**Set exercise**
Copy the lines from the one containing "Q: Point to one spot on each instance of the concrete" through the one containing "Target: concrete retaining wall", inclusive, reproducing them exactly.

[Location identification entries]
┄┄┄┄┄┄┄┄┄┄┄┄┄┄┄┄┄┄┄┄

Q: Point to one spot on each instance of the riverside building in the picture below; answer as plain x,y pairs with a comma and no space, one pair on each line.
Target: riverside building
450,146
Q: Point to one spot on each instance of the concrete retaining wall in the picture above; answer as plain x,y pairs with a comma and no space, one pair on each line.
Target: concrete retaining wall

┄┄┄┄┄┄┄┄┄┄┄┄┄┄┄┄┄┄┄┄

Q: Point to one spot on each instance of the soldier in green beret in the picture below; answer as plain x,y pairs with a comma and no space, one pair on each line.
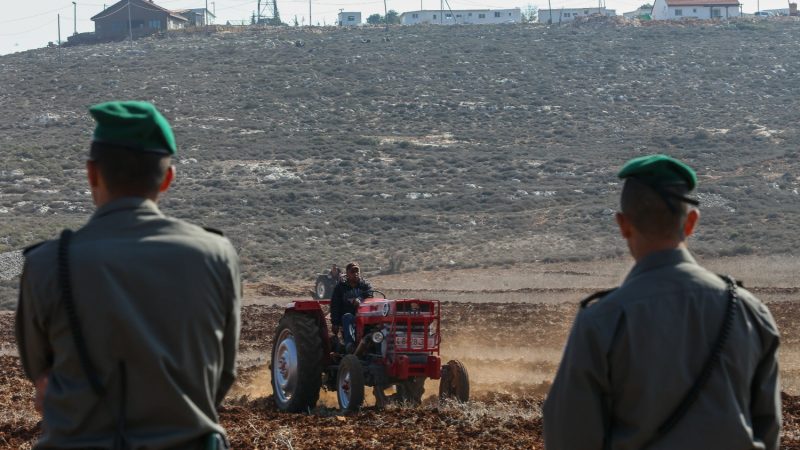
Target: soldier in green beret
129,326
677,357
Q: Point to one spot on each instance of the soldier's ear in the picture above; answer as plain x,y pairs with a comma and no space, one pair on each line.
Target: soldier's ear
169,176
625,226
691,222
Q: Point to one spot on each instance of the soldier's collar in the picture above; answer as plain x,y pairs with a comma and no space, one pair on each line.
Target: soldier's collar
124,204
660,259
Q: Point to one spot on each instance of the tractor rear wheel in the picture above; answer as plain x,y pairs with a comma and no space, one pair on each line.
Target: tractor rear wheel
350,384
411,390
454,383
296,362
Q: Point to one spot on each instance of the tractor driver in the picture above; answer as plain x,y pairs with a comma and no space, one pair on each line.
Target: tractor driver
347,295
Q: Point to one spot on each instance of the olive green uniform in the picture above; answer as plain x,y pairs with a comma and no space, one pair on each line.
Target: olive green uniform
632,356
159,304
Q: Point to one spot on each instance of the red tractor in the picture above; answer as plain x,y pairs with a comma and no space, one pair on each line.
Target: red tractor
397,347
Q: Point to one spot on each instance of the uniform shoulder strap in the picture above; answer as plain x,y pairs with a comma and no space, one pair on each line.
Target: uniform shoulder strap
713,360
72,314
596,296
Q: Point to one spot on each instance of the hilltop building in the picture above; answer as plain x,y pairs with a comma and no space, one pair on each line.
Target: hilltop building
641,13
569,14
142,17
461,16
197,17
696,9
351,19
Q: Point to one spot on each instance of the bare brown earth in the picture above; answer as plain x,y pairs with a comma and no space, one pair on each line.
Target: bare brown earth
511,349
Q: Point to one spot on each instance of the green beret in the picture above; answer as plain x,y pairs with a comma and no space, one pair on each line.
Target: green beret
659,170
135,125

┄┄┄┄┄┄┄┄┄┄┄┄┄┄┄┄┄┄┄┄

**Solution**
Q: Point to one spot on each instance of the concrete retaining wall in the picture above; answer as plain x,y pairs with a comma and no space, one pair on each line.
Target: concrete retaining wall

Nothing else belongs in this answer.